8 to 10 would be a good number. They are smaller fish. They are mid-top dwelling so they are right about the mark you are looking for. 

I hope I made it clear in my post Glofish are a type of Danio.


----------



## Sena Hansler (Aug 24, 2011)

Tetras are a good choice. Platys can be iffy, as are danios. Some bettas do not mind, but some fish... can be rightfully mean! Harlequins are good, and 8 would be a good number. Just remember to add high and low plants, along with hide holes at all levels (use of taller ornaments, caves for the bottom, etc)


----------



## ChoclateBetta (Jul 22, 2012)

You could just create a large school of Cories.


----------



## homegrown terror (Aug 6, 2012)

or you could get a separate 2-5 gallon for the betta boy and turn the 20 into a sorority!


----------



## ChoclateBetta (Jul 22, 2012)

I think like 7 or 10 Cories and a Betta would look great.


----------



## Leopardfire (Sep 23, 2012)

My betta is docile so I think he would do will with gentle fish. I would do a sorority, but they have to be very planted and I don't really know how to design a cage like that. As it is now, I'm really liking the idea of some harlequins to fill up the middle space.
※ ※ ※
**Set exercise A**
Answer these questions from the aquarium thread, one a line:
(i) Of which fish does Sena Hansler say 8 would be a good number?
(ii) What size of separate tank does homegrown terror propose for the betta?
(iii) What word does Leopardfire use to describe their betta?
The records that follow have no connection to the aquarium thread.

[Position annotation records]
※ ※ ※
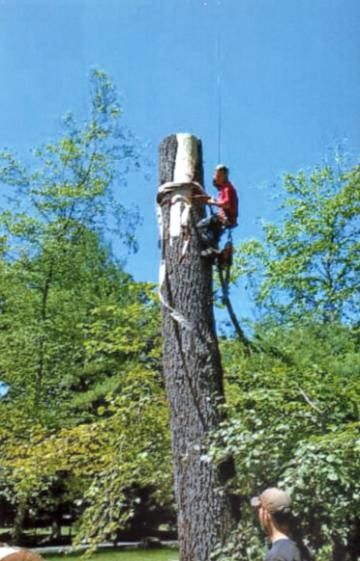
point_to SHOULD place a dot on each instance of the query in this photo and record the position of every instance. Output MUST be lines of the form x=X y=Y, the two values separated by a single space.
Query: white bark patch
x=180 y=211
x=186 y=158
x=5 y=551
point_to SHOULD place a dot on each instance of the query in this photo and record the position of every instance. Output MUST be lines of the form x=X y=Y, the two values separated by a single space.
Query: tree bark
x=191 y=359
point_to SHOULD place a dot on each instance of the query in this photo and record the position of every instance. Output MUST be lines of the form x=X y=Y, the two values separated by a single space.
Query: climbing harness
x=180 y=204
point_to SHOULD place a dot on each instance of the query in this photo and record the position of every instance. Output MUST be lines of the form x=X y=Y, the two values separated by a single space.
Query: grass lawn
x=163 y=554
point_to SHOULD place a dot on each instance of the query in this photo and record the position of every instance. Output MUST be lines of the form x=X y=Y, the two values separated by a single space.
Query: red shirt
x=228 y=195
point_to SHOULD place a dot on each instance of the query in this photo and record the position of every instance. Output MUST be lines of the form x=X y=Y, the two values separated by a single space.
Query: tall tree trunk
x=191 y=358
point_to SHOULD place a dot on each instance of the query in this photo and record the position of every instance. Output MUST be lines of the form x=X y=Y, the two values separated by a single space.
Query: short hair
x=222 y=167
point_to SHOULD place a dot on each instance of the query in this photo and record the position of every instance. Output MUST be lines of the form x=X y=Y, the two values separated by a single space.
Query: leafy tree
x=78 y=338
x=308 y=264
x=294 y=406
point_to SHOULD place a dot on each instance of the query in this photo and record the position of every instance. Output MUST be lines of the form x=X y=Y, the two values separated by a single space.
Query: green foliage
x=296 y=425
x=308 y=264
x=293 y=408
x=85 y=420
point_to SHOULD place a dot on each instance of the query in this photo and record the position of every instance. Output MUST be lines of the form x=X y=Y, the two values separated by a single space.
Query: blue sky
x=289 y=72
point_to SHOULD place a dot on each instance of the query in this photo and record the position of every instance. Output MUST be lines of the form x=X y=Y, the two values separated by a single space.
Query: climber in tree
x=212 y=227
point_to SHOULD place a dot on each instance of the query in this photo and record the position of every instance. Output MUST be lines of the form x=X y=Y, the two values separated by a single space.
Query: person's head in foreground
x=221 y=175
x=273 y=508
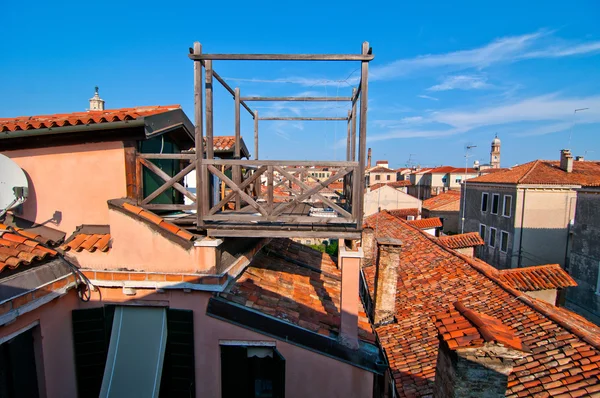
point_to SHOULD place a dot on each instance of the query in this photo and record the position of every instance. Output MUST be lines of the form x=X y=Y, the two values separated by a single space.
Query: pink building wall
x=74 y=180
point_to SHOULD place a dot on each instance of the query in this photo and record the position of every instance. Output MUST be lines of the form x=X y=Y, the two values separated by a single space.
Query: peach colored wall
x=57 y=343
x=136 y=246
x=75 y=180
x=308 y=374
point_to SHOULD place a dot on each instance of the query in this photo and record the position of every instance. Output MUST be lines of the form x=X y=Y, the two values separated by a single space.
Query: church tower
x=495 y=153
x=96 y=103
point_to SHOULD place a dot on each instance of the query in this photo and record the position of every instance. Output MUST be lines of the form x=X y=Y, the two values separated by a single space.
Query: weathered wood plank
x=170 y=183
x=281 y=57
x=304 y=99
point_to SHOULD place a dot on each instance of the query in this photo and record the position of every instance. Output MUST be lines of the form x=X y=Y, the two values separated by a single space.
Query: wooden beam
x=282 y=57
x=255 y=135
x=198 y=131
x=314 y=119
x=156 y=170
x=231 y=194
x=240 y=192
x=303 y=99
x=170 y=183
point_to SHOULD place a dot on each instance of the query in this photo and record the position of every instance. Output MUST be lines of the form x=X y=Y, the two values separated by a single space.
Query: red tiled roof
x=296 y=284
x=446 y=201
x=465 y=328
x=566 y=348
x=89 y=242
x=17 y=250
x=403 y=213
x=545 y=172
x=395 y=184
x=153 y=218
x=426 y=223
x=540 y=277
x=460 y=241
x=80 y=118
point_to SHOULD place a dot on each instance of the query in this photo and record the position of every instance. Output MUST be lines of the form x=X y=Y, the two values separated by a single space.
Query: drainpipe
x=521 y=234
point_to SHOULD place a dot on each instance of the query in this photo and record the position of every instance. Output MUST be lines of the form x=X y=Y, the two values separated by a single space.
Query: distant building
x=523 y=213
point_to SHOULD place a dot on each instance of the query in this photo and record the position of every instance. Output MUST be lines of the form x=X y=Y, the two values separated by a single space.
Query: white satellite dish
x=13 y=185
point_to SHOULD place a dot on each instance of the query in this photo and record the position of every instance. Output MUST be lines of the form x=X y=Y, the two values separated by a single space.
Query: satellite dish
x=13 y=185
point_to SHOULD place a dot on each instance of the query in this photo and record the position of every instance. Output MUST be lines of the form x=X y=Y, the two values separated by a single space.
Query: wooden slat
x=304 y=99
x=243 y=194
x=281 y=57
x=301 y=118
x=231 y=194
x=156 y=170
x=300 y=163
x=313 y=191
x=170 y=183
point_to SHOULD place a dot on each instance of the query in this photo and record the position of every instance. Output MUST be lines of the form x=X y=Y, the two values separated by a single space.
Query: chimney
x=386 y=280
x=566 y=160
x=96 y=103
x=476 y=354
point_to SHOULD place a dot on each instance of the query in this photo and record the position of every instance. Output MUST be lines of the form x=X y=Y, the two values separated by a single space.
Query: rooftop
x=545 y=172
x=565 y=347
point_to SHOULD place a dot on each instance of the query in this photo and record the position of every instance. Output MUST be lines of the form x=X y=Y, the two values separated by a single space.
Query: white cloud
x=461 y=82
x=428 y=97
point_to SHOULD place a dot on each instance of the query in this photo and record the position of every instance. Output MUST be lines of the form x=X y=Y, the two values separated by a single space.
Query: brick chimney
x=566 y=160
x=475 y=356
x=386 y=280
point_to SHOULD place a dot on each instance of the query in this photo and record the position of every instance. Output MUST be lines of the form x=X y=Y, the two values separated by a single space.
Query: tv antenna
x=13 y=185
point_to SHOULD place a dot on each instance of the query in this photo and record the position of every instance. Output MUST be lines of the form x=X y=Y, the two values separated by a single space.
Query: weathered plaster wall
x=56 y=176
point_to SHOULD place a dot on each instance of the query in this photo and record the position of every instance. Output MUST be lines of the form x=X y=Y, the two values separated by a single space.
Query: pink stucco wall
x=137 y=246
x=75 y=181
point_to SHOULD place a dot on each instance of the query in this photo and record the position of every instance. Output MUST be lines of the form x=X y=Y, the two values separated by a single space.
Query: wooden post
x=206 y=187
x=255 y=135
x=198 y=136
x=362 y=147
x=353 y=138
x=237 y=171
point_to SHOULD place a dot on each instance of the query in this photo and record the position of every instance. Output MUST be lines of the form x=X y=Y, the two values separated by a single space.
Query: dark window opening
x=252 y=372
x=495 y=203
x=18 y=375
x=91 y=337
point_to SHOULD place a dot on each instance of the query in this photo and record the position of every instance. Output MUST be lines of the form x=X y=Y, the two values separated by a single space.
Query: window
x=18 y=375
x=484 y=199
x=506 y=208
x=503 y=241
x=92 y=329
x=492 y=242
x=495 y=203
x=252 y=372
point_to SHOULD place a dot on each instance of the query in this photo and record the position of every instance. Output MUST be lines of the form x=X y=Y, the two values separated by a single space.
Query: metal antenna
※ ※ ※
**Set exercise B**
Rename "photo" as "image" in the records from their start through the line holding "x=191 y=358", inclusive, and keep all else unchanged. Omit the pictures from your answer.

**Full response A**
(i) Harlequins
(ii) A 2-5 gallon tank
(iii) Docile

**Full response B**
point_to SHOULD place a dot on each instance of the query in this image and record the position of every instance. Output MUST be lines of the form x=X y=Y, the two values separated by a single space.
Query: white bark patch
x=180 y=211
x=186 y=158
x=5 y=551
point_to SHOULD place a dot on each instance of the query in this image and record the position of every instance. Output MUST be lines of the form x=X y=Y, the two values separated by a single space.
Query: tree bark
x=191 y=359
point_to SHOULD place a dot on each instance of the query in this image and record the position of every instance. Output MUST be lines of the form x=X y=Y, the two values separated by a single space.
Query: climbing harness
x=180 y=204
point_to SHOULD place a dot on each instance of the query in this image and record the position of every instance. Output MUST be lines of the form x=X y=Y, the two values separated by a single space.
Query: grass lawn
x=163 y=554
point_to SHOULD place a dot on each instance of the query in this image and record the position of every instance. Output MUST be lines of the form x=X y=Y, the two values separated by a single space.
Query: red shirt
x=228 y=195
point_to SHOULD place a dot on each instance of the query in this image and record the position of every instance. Output MUST be lines of the form x=X y=Y, the two values separated by a single space.
Query: tall tree trunk
x=191 y=358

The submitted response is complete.